> [Exercise brief]: Lines before the one containing "Would you please tag the white" are excluded; reproduce that line and all lines after it in the entries below, exactly.

> [Data listing]:

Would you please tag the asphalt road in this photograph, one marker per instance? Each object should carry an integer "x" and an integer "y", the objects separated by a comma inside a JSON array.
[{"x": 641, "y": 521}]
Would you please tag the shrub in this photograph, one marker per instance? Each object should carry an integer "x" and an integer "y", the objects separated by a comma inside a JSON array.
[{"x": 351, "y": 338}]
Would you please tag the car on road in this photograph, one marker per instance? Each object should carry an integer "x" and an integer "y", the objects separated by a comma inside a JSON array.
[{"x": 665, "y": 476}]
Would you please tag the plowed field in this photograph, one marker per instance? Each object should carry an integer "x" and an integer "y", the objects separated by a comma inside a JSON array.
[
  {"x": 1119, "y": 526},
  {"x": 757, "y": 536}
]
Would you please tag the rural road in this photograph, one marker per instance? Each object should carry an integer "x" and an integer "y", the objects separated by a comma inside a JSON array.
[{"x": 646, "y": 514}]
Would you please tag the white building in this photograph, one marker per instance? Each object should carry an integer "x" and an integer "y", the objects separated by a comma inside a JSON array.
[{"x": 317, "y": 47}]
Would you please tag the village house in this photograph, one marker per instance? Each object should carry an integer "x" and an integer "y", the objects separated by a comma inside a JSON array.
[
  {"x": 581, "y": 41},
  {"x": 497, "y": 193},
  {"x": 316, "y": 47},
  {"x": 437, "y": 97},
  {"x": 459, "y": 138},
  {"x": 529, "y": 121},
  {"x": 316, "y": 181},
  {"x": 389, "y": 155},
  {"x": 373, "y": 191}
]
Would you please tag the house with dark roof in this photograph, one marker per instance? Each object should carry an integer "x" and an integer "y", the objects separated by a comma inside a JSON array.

> [Output for this exercise]:
Would you please tag the white building in this photograph, one marker per instance? Each object should carry an integer "x" and an integer "y", the objects separated by a comma inside a JSON array.
[{"x": 317, "y": 47}]
Would you please tag the village house in this photograph, one marker per instance? Each object should carry an integer "x" and an integer "y", the objects separated by a comma inside a JSON array.
[
  {"x": 581, "y": 41},
  {"x": 497, "y": 193},
  {"x": 316, "y": 47},
  {"x": 437, "y": 97},
  {"x": 459, "y": 138},
  {"x": 529, "y": 121},
  {"x": 316, "y": 181},
  {"x": 389, "y": 155},
  {"x": 373, "y": 191}
]
Would you please tag the house with dark roof in this photograph, one marker per instance? Each object should carry an integer "x" and an integer "y", the objects separated by a comma inside a JSON array.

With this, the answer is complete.